### [Short exercise]
Exactly as given, write out the lines from the one containing "Sports-analytics tagging: mark the small" through the end of the listing, with both ends included and nothing else.

· · · · · · ·

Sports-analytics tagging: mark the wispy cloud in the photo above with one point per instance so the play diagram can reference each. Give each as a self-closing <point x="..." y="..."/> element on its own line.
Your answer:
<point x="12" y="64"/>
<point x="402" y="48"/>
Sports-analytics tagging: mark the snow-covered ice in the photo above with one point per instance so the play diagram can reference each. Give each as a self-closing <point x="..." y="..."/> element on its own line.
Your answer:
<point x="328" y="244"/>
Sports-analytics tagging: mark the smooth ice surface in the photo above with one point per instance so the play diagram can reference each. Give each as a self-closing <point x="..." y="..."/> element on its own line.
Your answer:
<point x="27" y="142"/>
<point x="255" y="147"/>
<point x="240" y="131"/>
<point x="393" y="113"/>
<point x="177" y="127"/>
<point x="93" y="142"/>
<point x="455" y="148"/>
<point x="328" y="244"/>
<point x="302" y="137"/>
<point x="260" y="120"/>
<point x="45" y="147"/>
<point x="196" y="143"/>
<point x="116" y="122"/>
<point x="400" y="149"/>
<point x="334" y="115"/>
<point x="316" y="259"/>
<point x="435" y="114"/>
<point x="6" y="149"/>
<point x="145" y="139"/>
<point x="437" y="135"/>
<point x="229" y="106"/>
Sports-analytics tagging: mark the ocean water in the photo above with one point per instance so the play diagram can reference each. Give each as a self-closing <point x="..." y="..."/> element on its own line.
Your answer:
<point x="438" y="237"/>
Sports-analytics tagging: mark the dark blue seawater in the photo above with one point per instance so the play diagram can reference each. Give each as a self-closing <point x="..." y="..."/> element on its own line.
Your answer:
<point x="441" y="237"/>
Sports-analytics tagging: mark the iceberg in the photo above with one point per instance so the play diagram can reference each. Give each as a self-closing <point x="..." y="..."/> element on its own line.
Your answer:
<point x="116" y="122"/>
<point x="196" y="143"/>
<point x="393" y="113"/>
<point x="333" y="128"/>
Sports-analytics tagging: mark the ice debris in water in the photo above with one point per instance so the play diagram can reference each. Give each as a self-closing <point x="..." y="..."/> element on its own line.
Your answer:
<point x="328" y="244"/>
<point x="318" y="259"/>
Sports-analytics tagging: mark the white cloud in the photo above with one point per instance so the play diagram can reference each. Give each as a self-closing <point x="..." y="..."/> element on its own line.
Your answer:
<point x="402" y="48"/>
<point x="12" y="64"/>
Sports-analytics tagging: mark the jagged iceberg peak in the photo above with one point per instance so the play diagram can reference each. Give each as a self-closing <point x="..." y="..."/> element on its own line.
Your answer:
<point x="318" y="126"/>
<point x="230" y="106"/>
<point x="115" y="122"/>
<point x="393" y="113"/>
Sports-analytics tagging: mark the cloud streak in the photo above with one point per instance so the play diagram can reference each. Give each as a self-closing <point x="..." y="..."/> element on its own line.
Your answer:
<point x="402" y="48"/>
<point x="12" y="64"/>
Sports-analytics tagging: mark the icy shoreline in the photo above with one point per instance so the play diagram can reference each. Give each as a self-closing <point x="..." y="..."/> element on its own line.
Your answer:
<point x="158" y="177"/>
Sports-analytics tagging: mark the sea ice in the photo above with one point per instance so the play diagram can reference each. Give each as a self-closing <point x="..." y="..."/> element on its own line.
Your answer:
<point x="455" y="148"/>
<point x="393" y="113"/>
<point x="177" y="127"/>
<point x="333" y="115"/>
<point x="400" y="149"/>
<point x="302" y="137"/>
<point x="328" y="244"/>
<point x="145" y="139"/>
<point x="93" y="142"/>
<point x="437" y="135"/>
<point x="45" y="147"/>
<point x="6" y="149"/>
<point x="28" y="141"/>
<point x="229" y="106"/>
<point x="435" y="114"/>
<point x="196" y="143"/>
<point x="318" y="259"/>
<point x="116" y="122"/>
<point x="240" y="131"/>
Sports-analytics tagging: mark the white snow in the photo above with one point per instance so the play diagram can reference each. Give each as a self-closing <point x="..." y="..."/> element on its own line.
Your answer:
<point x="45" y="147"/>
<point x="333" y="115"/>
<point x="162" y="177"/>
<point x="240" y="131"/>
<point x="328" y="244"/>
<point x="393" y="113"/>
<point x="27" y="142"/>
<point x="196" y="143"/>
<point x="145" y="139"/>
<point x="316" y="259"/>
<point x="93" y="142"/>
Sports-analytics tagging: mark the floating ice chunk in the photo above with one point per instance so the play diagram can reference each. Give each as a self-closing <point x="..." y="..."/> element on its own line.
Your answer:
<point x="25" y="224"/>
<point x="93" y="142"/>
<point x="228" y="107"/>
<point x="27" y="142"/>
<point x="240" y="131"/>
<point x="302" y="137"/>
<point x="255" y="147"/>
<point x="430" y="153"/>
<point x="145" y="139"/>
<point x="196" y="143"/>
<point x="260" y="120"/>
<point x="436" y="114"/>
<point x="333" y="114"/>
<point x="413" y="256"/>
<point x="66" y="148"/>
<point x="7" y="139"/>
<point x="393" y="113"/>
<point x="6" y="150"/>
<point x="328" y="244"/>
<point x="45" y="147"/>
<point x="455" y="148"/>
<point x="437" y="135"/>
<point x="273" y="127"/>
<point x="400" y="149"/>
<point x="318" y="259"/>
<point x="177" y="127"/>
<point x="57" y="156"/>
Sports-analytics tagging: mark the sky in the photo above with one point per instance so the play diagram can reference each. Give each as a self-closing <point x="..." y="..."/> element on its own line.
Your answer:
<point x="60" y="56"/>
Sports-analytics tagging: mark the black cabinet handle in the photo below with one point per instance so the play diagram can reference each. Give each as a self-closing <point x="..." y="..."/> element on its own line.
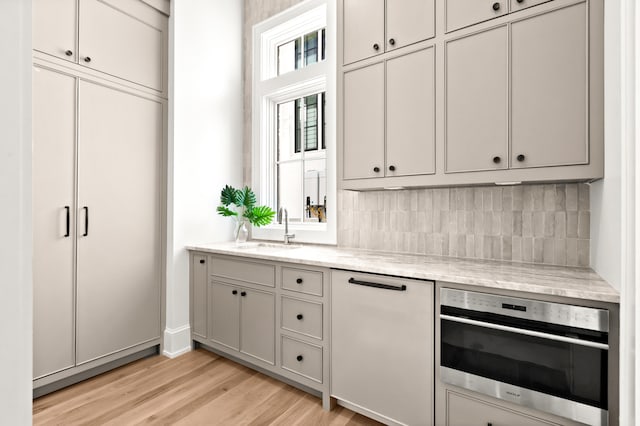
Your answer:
<point x="86" y="221"/>
<point x="68" y="221"/>
<point x="378" y="285"/>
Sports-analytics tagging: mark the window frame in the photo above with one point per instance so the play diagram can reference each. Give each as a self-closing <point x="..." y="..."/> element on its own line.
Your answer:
<point x="269" y="89"/>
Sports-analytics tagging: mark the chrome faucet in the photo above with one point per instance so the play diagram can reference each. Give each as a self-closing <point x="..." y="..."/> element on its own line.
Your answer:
<point x="287" y="236"/>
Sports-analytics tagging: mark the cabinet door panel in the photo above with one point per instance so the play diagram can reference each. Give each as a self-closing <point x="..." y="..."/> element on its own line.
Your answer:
<point x="363" y="28"/>
<point x="257" y="325"/>
<point x="549" y="88"/>
<point x="409" y="21"/>
<point x="121" y="45"/>
<point x="224" y="315"/>
<point x="476" y="94"/>
<point x="364" y="122"/>
<point x="54" y="130"/>
<point x="120" y="150"/>
<point x="411" y="114"/>
<point x="462" y="13"/>
<point x="55" y="27"/>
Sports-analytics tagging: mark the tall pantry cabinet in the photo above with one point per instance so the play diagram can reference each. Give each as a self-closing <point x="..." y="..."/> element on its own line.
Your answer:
<point x="98" y="149"/>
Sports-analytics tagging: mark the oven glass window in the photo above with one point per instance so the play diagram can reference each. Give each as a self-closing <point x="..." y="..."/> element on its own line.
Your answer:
<point x="565" y="370"/>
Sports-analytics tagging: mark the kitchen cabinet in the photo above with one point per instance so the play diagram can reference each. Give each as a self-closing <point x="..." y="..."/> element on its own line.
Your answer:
<point x="372" y="27"/>
<point x="124" y="39"/>
<point x="382" y="346"/>
<point x="467" y="411"/>
<point x="97" y="262"/>
<point x="389" y="117"/>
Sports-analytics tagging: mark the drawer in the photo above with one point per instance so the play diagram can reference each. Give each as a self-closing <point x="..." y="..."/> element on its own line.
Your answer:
<point x="300" y="280"/>
<point x="462" y="13"/>
<point x="302" y="358"/>
<point x="302" y="317"/>
<point x="243" y="270"/>
<point x="524" y="4"/>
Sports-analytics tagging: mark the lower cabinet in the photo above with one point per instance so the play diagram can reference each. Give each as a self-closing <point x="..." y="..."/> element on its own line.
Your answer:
<point x="467" y="411"/>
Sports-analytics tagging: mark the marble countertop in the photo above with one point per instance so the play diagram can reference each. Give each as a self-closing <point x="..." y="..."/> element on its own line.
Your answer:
<point x="578" y="283"/>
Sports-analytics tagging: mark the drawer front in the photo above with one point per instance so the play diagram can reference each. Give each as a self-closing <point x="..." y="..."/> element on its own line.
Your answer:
<point x="462" y="13"/>
<point x="302" y="358"/>
<point x="243" y="270"/>
<point x="302" y="317"/>
<point x="308" y="282"/>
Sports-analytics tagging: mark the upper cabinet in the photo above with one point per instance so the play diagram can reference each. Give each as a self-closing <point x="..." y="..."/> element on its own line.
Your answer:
<point x="125" y="39"/>
<point x="364" y="23"/>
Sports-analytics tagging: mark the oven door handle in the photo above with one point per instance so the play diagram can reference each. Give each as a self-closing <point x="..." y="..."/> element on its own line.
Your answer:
<point x="526" y="332"/>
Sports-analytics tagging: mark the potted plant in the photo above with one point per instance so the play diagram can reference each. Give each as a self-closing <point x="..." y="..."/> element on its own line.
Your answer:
<point x="244" y="201"/>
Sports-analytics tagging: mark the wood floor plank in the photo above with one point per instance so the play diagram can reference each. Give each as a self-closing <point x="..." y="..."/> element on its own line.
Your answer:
<point x="198" y="388"/>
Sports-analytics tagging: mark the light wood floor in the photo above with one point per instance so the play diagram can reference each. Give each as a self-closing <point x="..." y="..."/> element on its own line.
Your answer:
<point x="198" y="388"/>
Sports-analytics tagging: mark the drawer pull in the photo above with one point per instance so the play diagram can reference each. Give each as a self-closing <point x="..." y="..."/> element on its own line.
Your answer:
<point x="378" y="285"/>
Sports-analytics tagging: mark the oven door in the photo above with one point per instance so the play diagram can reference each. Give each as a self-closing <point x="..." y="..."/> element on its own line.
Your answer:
<point x="521" y="363"/>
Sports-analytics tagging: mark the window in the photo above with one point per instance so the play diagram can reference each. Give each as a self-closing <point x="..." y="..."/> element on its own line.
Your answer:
<point x="293" y="120"/>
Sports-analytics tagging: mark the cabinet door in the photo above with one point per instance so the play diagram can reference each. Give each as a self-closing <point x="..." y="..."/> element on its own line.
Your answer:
<point x="363" y="142"/>
<point x="55" y="27"/>
<point x="119" y="178"/>
<point x="549" y="89"/>
<point x="199" y="279"/>
<point x="122" y="45"/>
<point x="463" y="411"/>
<point x="411" y="114"/>
<point x="257" y="325"/>
<point x="224" y="315"/>
<point x="363" y="29"/>
<point x="409" y="21"/>
<point x="382" y="346"/>
<point x="54" y="141"/>
<point x="476" y="96"/>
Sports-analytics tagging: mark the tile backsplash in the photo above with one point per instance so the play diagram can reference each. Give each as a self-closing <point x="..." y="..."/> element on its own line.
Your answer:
<point x="527" y="223"/>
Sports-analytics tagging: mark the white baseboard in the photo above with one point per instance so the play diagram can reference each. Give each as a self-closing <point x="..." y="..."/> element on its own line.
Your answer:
<point x="177" y="341"/>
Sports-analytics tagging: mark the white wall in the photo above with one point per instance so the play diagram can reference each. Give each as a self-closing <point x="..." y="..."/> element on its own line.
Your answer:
<point x="15" y="213"/>
<point x="205" y="141"/>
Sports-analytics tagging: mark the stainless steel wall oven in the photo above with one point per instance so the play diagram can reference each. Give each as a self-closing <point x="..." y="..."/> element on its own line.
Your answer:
<point x="548" y="356"/>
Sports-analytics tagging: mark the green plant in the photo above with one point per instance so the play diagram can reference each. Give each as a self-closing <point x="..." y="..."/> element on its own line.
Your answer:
<point x="245" y="201"/>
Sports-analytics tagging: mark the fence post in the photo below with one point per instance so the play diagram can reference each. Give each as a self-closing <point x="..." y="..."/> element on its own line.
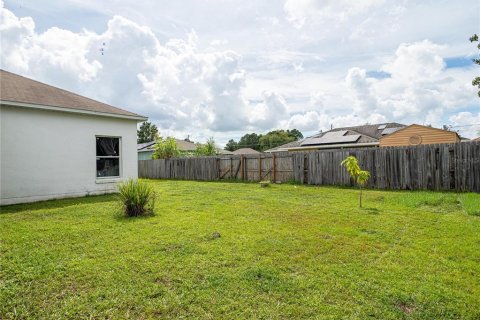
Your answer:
<point x="274" y="169"/>
<point x="242" y="167"/>
<point x="305" y="169"/>
<point x="260" y="168"/>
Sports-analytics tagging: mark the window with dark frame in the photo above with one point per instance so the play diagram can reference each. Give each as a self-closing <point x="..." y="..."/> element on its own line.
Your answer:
<point x="108" y="157"/>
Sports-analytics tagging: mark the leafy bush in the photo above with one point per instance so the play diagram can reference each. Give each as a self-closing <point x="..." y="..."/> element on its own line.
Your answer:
<point x="137" y="198"/>
<point x="358" y="175"/>
<point x="165" y="149"/>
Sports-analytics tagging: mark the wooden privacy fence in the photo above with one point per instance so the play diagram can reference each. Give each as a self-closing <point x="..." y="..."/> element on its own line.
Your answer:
<point x="427" y="167"/>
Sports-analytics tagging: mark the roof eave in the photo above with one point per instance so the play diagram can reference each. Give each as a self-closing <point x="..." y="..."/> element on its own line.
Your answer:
<point x="138" y="118"/>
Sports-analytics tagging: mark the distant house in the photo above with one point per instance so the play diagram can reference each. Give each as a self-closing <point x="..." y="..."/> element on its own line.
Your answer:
<point x="245" y="151"/>
<point x="57" y="144"/>
<point x="145" y="150"/>
<point x="416" y="134"/>
<point x="346" y="137"/>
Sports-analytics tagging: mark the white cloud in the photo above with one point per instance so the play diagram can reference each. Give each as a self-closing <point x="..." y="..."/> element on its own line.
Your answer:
<point x="467" y="123"/>
<point x="270" y="111"/>
<point x="419" y="88"/>
<point x="250" y="70"/>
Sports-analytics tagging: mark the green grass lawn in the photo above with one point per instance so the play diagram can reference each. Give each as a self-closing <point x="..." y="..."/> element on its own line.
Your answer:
<point x="285" y="252"/>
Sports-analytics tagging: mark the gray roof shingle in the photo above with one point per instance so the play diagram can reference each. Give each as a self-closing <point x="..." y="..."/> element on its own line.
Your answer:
<point x="15" y="88"/>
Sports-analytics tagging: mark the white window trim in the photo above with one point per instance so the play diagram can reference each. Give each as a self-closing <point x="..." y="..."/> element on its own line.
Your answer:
<point x="111" y="179"/>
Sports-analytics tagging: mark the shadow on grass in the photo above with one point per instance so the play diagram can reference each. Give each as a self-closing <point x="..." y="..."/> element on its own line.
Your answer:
<point x="370" y="210"/>
<point x="57" y="204"/>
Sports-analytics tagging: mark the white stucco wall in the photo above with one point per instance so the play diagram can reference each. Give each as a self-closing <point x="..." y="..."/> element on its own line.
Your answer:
<point x="50" y="154"/>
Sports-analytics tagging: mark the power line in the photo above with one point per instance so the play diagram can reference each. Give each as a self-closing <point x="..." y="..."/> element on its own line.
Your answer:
<point x="466" y="125"/>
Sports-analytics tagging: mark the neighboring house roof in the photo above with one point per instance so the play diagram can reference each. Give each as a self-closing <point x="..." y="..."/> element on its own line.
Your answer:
<point x="245" y="151"/>
<point x="364" y="135"/>
<point x="224" y="152"/>
<point x="416" y="134"/>
<point x="20" y="91"/>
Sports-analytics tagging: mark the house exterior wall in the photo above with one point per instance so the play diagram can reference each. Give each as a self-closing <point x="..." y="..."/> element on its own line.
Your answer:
<point x="145" y="155"/>
<point x="418" y="135"/>
<point x="50" y="154"/>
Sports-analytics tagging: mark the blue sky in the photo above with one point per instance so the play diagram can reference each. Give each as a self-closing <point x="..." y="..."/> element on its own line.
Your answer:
<point x="225" y="68"/>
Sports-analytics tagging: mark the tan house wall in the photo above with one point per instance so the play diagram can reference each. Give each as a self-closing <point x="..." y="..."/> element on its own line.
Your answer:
<point x="417" y="135"/>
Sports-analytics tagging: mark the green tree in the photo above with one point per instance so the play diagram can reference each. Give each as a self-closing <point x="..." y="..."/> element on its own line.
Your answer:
<point x="166" y="149"/>
<point x="274" y="139"/>
<point x="147" y="132"/>
<point x="476" y="80"/>
<point x="295" y="133"/>
<point x="207" y="149"/>
<point x="359" y="176"/>
<point x="250" y="140"/>
<point x="231" y="145"/>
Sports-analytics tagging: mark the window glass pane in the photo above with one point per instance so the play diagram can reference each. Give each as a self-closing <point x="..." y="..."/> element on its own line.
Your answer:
<point x="109" y="167"/>
<point x="107" y="146"/>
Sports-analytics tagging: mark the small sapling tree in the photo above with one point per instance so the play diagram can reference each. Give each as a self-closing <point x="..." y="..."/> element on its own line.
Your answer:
<point x="359" y="176"/>
<point x="165" y="149"/>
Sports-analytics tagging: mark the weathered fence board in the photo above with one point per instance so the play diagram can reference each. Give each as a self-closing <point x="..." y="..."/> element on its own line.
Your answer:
<point x="426" y="167"/>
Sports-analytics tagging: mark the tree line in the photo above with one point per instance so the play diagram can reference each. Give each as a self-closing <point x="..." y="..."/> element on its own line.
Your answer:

· · · · · · ·

### [Complete response]
Sports-analytics tagging: mark the small sapling tree in the photo above with one point per instance so the play diagram can reference each. Give each as a self-closing <point x="..." y="..."/> element on its own line.
Your answer:
<point x="359" y="176"/>
<point x="165" y="149"/>
Sports-analytics tagging: mark the weathered fence board in the photo above with one point per instance so the play diagram can reference each. Give each as a self-closing <point x="..." y="..."/> element on its own line.
Your answer:
<point x="426" y="167"/>
Sports-analytics tagging: mark the tree line in the photo above with one point per instance so the play diagram can reference each. Give each as a self-closing <point x="..." y="..."/> element on its own line.
Your answer:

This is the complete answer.